══ DOCUMENT SECTION
# Interpol??



## cupsz71 (Nov 19, 2007)

Ah, nothing like a new year.:smt017

Went down to the local Gun Dealer today to use some of the Xmas money to pick up a new pistol I've had on hold since Dec 07', and found out that because I went home to Canada for Christmas, I'm now inelligable for *ANY* firearm purchase for 90 Days. _WHAT?!?!_ :smt076

*Now a little history lesson on me:*

1. Canadian Citizen with Perminant U.S. Residency Status for 12 yrs.

2. Bought new Beretta 92 in Nov. 07' under Immigration "_green card_" number with NO HASSLES what-so-ever, only had to produce proof of 3 months of consecutive residency.

3. Recently applied for ND. Concealed Permit just before Beretta purchase - recieved it in late Nov. 07' - 2wks after purchase.

4. Tried to use CCP for purchase today........& still used INS#

Doing that I gave the local FFL a dillema, so he called ATF who responded that my CCP was nice to have but was useless for buying firearms, and because I visited the folks over Xmas and I'm not a U.S. citizen....gave me a nice 90 day penalty.
Apparently my vehicle whould show up on any Federal BK GRND check (_immigrant - they check EVERY federal dept that applies_) and would "_flag_" *INTERPOL* as a licence plate to track, therefore "_denying_" my request for a firearm purchace.

Um.........I visit "_home_" frequently cause I'm only 120 miles away from it and my parents aren't getting any younger. This wasn't an issue in Nov 07' - or even a question asked by my local FFL gun dealer then, or by ATF when all the BK GRND checks were done......why an issue now?

I've come to the conclusion that this is probably more the FFL cover his collective butt from ATF hassles more-so than my "immigrant status" self. It was HIS recomendation to *GET* my *CCP* to "_eliminate any potential hassles for future firearms purchases"_ by me, and then today be backpedals and reaches for the phone cause now he's not sure.

*DOUGH!!!*

_I'm getting a vibe here _-YEP, FOR GOD'S SAKE DON'T LET THE IMMIGRANT BUY ANY MORE GUNS!
════
══ RECORDED DATA
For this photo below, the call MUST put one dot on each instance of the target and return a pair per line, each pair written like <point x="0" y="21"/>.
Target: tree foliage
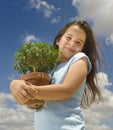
<point x="35" y="57"/>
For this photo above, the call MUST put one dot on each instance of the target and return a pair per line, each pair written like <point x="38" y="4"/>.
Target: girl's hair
<point x="91" y="92"/>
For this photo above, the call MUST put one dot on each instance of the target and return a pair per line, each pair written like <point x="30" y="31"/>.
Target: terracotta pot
<point x="38" y="79"/>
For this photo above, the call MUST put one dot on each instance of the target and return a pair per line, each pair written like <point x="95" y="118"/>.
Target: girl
<point x="73" y="81"/>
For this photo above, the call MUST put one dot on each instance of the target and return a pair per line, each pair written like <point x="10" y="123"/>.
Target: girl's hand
<point x="18" y="89"/>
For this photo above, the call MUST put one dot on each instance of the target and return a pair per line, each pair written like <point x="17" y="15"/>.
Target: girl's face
<point x="71" y="42"/>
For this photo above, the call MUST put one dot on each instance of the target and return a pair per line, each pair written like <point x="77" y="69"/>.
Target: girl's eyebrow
<point x="78" y="39"/>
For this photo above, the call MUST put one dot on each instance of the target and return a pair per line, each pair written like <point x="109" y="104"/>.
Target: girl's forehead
<point x="75" y="29"/>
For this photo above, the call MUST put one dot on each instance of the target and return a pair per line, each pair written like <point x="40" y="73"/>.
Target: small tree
<point x="35" y="57"/>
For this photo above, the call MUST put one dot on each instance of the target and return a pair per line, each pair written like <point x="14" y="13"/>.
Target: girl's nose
<point x="72" y="43"/>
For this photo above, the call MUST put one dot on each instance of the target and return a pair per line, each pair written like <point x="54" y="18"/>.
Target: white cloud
<point x="98" y="12"/>
<point x="29" y="38"/>
<point x="97" y="115"/>
<point x="44" y="7"/>
<point x="55" y="20"/>
<point x="16" y="117"/>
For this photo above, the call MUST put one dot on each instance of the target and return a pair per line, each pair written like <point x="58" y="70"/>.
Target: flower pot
<point x="38" y="79"/>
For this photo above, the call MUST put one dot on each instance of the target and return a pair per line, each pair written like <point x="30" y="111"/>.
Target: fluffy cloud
<point x="98" y="12"/>
<point x="29" y="38"/>
<point x="13" y="116"/>
<point x="42" y="5"/>
<point x="16" y="117"/>
<point x="97" y="115"/>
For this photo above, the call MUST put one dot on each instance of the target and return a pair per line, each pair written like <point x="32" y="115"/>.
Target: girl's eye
<point x="78" y="43"/>
<point x="68" y="38"/>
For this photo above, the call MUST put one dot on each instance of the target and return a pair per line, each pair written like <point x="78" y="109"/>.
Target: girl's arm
<point x="75" y="75"/>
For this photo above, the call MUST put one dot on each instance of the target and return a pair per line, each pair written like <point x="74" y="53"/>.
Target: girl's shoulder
<point x="78" y="56"/>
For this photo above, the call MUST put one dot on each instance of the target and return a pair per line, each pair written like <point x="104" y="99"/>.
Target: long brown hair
<point x="91" y="92"/>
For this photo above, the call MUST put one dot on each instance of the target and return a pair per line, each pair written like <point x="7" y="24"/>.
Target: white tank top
<point x="66" y="114"/>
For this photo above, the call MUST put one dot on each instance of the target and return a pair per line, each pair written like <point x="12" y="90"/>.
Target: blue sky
<point x="39" y="20"/>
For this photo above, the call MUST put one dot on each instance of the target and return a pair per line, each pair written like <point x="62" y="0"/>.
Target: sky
<point x="39" y="20"/>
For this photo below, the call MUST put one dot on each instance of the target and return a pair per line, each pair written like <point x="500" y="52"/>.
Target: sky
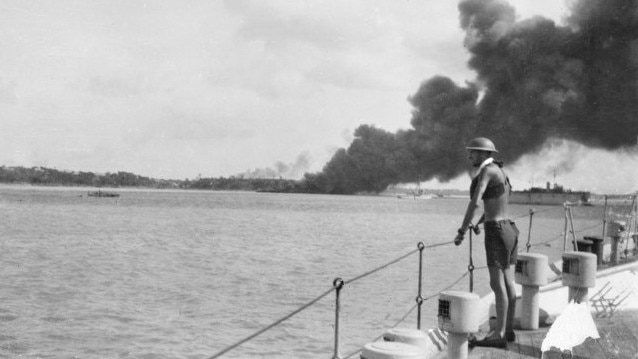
<point x="180" y="89"/>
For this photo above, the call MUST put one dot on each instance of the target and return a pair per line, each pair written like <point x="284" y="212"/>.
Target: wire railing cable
<point x="402" y="319"/>
<point x="393" y="262"/>
<point x="250" y="337"/>
<point x="305" y="306"/>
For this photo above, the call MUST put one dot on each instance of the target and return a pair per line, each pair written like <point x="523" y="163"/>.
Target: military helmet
<point x="481" y="144"/>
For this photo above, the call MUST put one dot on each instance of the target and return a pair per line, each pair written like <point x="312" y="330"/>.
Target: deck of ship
<point x="618" y="340"/>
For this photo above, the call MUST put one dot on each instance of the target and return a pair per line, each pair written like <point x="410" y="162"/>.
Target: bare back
<point x="495" y="209"/>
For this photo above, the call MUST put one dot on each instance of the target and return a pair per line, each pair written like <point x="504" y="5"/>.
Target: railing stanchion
<point x="470" y="266"/>
<point x="529" y="232"/>
<point x="419" y="297"/>
<point x="565" y="233"/>
<point x="337" y="283"/>
<point x="605" y="219"/>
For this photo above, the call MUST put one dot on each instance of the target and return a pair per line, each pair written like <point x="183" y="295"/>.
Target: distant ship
<point x="552" y="196"/>
<point x="103" y="194"/>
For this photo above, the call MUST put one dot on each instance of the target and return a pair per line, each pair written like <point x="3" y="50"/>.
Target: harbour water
<point x="184" y="274"/>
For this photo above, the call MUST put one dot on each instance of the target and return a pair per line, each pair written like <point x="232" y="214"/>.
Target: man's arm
<point x="484" y="179"/>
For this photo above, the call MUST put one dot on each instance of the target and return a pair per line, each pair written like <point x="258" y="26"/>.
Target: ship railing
<point x="338" y="283"/>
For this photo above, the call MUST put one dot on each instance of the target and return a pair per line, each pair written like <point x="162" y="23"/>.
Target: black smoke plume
<point x="535" y="81"/>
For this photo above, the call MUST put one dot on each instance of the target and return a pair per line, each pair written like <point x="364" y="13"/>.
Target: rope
<point x="312" y="302"/>
<point x="250" y="337"/>
<point x="393" y="262"/>
<point x="402" y="319"/>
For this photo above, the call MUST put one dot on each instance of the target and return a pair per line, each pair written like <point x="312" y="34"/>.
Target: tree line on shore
<point x="42" y="176"/>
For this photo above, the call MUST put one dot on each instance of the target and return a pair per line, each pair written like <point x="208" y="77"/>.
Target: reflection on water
<point x="181" y="274"/>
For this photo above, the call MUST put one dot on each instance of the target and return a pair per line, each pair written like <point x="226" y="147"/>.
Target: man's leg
<point x="497" y="283"/>
<point x="511" y="298"/>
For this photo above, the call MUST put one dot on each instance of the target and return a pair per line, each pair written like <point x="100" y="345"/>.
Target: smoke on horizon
<point x="536" y="81"/>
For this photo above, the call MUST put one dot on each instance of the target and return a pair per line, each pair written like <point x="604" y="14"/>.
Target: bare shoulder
<point x="494" y="172"/>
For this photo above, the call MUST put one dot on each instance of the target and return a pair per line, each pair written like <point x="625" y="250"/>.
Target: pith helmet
<point x="481" y="144"/>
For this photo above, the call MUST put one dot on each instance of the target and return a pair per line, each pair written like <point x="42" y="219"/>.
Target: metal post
<point x="470" y="266"/>
<point x="529" y="232"/>
<point x="419" y="297"/>
<point x="337" y="283"/>
<point x="571" y="222"/>
<point x="565" y="232"/>
<point x="604" y="219"/>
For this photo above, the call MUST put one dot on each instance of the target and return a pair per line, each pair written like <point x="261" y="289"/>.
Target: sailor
<point x="490" y="184"/>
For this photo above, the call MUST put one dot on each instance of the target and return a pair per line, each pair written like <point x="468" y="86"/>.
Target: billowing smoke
<point x="535" y="81"/>
<point x="281" y="170"/>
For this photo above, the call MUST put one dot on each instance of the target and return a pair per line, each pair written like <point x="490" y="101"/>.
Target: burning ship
<point x="553" y="196"/>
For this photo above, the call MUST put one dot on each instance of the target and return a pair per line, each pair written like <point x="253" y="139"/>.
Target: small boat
<point x="102" y="194"/>
<point x="552" y="196"/>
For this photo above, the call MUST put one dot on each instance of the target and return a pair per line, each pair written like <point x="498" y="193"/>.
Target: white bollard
<point x="531" y="273"/>
<point x="405" y="335"/>
<point x="615" y="230"/>
<point x="459" y="316"/>
<point x="579" y="274"/>
<point x="391" y="350"/>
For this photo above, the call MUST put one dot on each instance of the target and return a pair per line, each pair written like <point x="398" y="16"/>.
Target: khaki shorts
<point x="501" y="243"/>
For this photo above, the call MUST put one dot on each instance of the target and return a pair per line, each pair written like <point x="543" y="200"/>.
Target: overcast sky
<point x="175" y="89"/>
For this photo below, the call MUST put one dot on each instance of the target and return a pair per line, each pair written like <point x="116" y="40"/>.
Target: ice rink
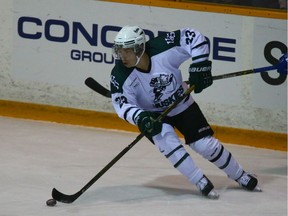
<point x="37" y="156"/>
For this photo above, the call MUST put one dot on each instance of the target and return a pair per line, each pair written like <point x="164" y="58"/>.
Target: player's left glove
<point x="147" y="124"/>
<point x="200" y="75"/>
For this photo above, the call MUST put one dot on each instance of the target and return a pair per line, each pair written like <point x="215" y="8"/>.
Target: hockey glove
<point x="200" y="75"/>
<point x="147" y="124"/>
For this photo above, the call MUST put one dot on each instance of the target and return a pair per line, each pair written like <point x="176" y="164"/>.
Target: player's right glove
<point x="200" y="75"/>
<point x="147" y="124"/>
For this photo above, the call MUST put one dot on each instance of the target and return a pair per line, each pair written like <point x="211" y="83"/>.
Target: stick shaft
<point x="57" y="195"/>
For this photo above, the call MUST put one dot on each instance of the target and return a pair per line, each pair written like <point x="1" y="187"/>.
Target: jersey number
<point x="189" y="37"/>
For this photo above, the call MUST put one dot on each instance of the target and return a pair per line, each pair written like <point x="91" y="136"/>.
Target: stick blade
<point x="282" y="65"/>
<point x="57" y="195"/>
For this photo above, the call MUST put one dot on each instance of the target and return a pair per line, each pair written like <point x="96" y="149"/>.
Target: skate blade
<point x="213" y="195"/>
<point x="257" y="189"/>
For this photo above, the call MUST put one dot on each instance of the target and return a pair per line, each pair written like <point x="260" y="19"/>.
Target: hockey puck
<point x="51" y="202"/>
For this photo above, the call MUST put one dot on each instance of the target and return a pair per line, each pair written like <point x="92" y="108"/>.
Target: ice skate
<point x="206" y="188"/>
<point x="249" y="182"/>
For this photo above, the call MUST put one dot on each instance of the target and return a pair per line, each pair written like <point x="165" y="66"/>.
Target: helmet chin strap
<point x="139" y="58"/>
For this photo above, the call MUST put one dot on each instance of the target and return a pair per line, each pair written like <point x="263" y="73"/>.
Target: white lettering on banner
<point x="62" y="31"/>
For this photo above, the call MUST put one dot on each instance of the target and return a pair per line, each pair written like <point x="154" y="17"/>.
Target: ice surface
<point x="37" y="156"/>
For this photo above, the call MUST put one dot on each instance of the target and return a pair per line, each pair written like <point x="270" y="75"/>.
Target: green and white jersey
<point x="154" y="90"/>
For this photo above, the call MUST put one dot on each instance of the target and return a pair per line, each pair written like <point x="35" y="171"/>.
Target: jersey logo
<point x="170" y="37"/>
<point x="114" y="82"/>
<point x="159" y="84"/>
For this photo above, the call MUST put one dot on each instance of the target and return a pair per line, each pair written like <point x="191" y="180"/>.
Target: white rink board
<point x="41" y="64"/>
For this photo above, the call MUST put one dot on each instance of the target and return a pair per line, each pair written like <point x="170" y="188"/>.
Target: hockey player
<point x="146" y="80"/>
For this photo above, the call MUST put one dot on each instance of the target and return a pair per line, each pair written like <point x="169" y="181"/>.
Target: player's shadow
<point x="161" y="188"/>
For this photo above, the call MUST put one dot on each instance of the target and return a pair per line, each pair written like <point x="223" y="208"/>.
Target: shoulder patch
<point x="118" y="77"/>
<point x="163" y="42"/>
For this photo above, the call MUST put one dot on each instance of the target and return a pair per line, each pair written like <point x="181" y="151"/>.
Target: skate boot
<point x="249" y="182"/>
<point x="206" y="188"/>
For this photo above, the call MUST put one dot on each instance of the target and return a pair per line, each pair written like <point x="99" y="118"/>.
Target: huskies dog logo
<point x="160" y="84"/>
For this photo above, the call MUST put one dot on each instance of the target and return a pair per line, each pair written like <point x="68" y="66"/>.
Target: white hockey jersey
<point x="155" y="90"/>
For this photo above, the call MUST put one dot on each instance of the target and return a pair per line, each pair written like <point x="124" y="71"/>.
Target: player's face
<point x="127" y="56"/>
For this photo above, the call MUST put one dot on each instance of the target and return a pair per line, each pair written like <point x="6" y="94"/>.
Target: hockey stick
<point x="57" y="195"/>
<point x="281" y="68"/>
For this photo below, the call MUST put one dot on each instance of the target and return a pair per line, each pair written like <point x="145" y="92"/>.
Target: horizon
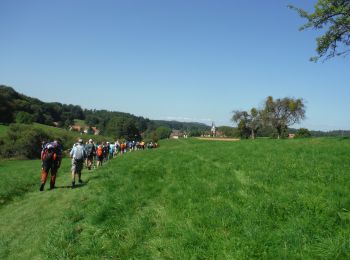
<point x="191" y="61"/>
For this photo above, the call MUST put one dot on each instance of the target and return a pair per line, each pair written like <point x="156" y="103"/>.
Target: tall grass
<point x="195" y="199"/>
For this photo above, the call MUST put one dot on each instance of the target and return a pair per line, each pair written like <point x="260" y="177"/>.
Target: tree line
<point x="274" y="118"/>
<point x="19" y="108"/>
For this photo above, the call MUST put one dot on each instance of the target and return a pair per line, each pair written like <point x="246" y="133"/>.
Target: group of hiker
<point x="88" y="154"/>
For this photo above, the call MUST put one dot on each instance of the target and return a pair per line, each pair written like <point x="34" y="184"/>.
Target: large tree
<point x="332" y="16"/>
<point x="281" y="113"/>
<point x="247" y="121"/>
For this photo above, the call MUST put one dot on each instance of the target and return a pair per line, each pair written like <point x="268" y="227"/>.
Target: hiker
<point x="111" y="150"/>
<point x="51" y="157"/>
<point x="99" y="155"/>
<point x="78" y="154"/>
<point x="116" y="148"/>
<point x="106" y="151"/>
<point x="90" y="152"/>
<point x="123" y="147"/>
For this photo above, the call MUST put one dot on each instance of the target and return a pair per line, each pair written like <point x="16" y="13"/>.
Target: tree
<point x="248" y="122"/>
<point x="334" y="16"/>
<point x="281" y="113"/>
<point x="24" y="118"/>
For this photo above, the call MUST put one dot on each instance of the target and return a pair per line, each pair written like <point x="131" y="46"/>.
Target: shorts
<point x="77" y="166"/>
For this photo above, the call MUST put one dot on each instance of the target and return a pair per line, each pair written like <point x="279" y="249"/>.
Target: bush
<point x="23" y="141"/>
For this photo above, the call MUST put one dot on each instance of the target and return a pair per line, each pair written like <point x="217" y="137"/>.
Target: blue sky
<point x="188" y="60"/>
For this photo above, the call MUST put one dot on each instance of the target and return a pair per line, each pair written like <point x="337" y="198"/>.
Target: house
<point x="85" y="130"/>
<point x="176" y="134"/>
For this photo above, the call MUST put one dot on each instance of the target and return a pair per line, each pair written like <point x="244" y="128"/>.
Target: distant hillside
<point x="182" y="125"/>
<point x="19" y="108"/>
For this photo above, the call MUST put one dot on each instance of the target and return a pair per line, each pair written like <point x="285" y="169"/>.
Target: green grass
<point x="3" y="130"/>
<point x="80" y="122"/>
<point x="188" y="199"/>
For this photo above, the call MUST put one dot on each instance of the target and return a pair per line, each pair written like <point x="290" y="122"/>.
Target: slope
<point x="193" y="199"/>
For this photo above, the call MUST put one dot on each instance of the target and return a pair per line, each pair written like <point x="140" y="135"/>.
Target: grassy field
<point x="187" y="199"/>
<point x="3" y="130"/>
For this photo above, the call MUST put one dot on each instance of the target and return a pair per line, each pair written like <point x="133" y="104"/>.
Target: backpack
<point x="47" y="155"/>
<point x="99" y="151"/>
<point x="79" y="153"/>
<point x="89" y="149"/>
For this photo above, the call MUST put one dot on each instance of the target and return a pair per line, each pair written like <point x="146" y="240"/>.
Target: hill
<point x="187" y="199"/>
<point x="23" y="109"/>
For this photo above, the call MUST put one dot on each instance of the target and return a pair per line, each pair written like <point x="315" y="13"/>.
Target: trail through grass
<point x="192" y="199"/>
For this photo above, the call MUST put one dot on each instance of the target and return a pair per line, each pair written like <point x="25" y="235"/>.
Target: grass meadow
<point x="189" y="199"/>
<point x="3" y="130"/>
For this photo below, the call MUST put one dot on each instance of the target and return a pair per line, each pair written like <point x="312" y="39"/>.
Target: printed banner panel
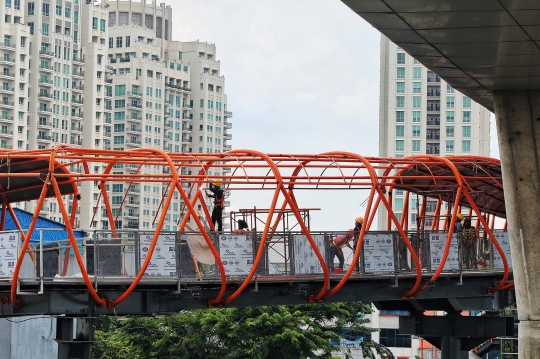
<point x="305" y="259"/>
<point x="378" y="253"/>
<point x="437" y="243"/>
<point x="163" y="261"/>
<point x="8" y="253"/>
<point x="504" y="242"/>
<point x="236" y="253"/>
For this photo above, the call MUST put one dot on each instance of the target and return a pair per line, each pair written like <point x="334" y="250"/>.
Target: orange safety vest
<point x="219" y="202"/>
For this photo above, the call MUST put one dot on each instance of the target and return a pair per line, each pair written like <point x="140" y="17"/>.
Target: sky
<point x="301" y="76"/>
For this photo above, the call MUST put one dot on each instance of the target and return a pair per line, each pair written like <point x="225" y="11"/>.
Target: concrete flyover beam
<point x="518" y="126"/>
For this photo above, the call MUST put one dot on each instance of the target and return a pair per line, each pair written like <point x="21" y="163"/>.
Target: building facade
<point x="419" y="113"/>
<point x="108" y="76"/>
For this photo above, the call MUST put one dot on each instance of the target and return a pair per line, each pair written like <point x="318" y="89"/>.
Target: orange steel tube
<point x="71" y="236"/>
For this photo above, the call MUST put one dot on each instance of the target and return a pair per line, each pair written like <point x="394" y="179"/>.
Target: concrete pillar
<point x="518" y="126"/>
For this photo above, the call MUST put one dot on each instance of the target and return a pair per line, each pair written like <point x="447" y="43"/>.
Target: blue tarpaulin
<point x="52" y="231"/>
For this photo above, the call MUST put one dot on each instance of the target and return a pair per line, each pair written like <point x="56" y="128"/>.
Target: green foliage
<point x="286" y="332"/>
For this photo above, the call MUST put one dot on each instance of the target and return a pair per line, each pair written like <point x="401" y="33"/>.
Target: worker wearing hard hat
<point x="357" y="228"/>
<point x="458" y="226"/>
<point x="219" y="202"/>
<point x="336" y="249"/>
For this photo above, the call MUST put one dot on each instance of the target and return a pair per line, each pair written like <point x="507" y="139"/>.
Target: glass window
<point x="400" y="145"/>
<point x="398" y="204"/>
<point x="466" y="146"/>
<point x="400" y="116"/>
<point x="449" y="145"/>
<point x="45" y="29"/>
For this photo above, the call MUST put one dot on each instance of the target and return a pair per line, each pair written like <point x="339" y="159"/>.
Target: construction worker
<point x="336" y="249"/>
<point x="219" y="201"/>
<point x="458" y="226"/>
<point x="243" y="227"/>
<point x="357" y="228"/>
<point x="468" y="236"/>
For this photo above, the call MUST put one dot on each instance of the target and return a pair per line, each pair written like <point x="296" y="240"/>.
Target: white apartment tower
<point x="421" y="114"/>
<point x="108" y="76"/>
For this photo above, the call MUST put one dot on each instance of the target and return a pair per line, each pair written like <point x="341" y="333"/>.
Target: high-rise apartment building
<point x="421" y="114"/>
<point x="108" y="76"/>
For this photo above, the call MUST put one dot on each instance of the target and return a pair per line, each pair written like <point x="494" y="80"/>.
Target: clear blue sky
<point x="301" y="76"/>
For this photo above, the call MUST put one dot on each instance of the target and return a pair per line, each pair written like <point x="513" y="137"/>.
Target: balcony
<point x="7" y="61"/>
<point x="7" y="46"/>
<point x="78" y="60"/>
<point x="6" y="134"/>
<point x="7" y="90"/>
<point x="134" y="106"/>
<point x="135" y="119"/>
<point x="44" y="138"/>
<point x="46" y="54"/>
<point x="45" y="110"/>
<point x="76" y="88"/>
<point x="133" y="143"/>
<point x="46" y="68"/>
<point x="44" y="124"/>
<point x="45" y="96"/>
<point x="77" y="129"/>
<point x="134" y="94"/>
<point x="134" y="130"/>
<point x="78" y="75"/>
<point x="7" y="104"/>
<point x="45" y="82"/>
<point x="7" y="75"/>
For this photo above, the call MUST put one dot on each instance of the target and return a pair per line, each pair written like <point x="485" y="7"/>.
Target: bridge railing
<point x="187" y="257"/>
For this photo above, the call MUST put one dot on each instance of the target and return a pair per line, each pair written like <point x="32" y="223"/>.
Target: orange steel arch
<point x="282" y="174"/>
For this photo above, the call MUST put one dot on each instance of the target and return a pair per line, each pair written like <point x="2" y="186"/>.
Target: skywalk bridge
<point x="123" y="271"/>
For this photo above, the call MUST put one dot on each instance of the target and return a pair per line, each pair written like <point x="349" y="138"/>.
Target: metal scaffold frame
<point x="40" y="174"/>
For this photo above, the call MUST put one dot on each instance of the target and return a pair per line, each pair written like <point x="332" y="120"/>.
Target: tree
<point x="287" y="332"/>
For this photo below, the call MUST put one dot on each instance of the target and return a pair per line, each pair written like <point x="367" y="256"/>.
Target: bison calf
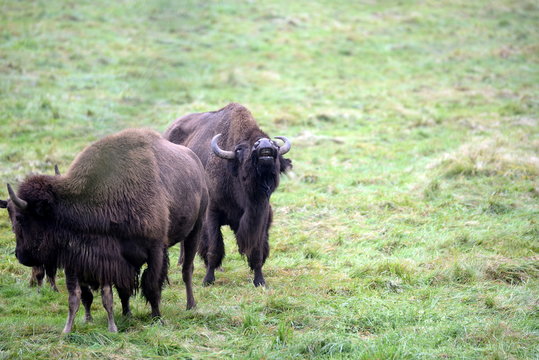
<point x="124" y="200"/>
════
DIRECTIVES:
a – According to the forum thread about the firearm purchase, for how many years has the poster held permanent U.S. residency status?
b – From the forum thread about the firearm purchase, print everything from "1. Canadian Citizen" down to "90 day penalty.".

ANSWERS IN ORDER:
a – 12 years.

b –
1. Canadian Citizen with Perminant U.S. Residency Status for 12 yrs.

2. Bought new Beretta 92 in Nov. 07' under Immigration "_green card_" number with NO HASSLES what-so-ever, only had to produce proof of 3 months of consecutive residency.

3. Recently applied for ND. Concealed Permit just before Beretta purchase - recieved it in late Nov. 07' - 2wks after purchase.

4. Tried to use CCP for purchase today........& still used INS#

Doing that I gave the local FFL a dillema, so he called ATF who responded that my CCP was nice to have but was useless for buying firearms, and because I visited the folks over Xmas and I'm not a U.S. citizen....gave me a nice 90 day penalty.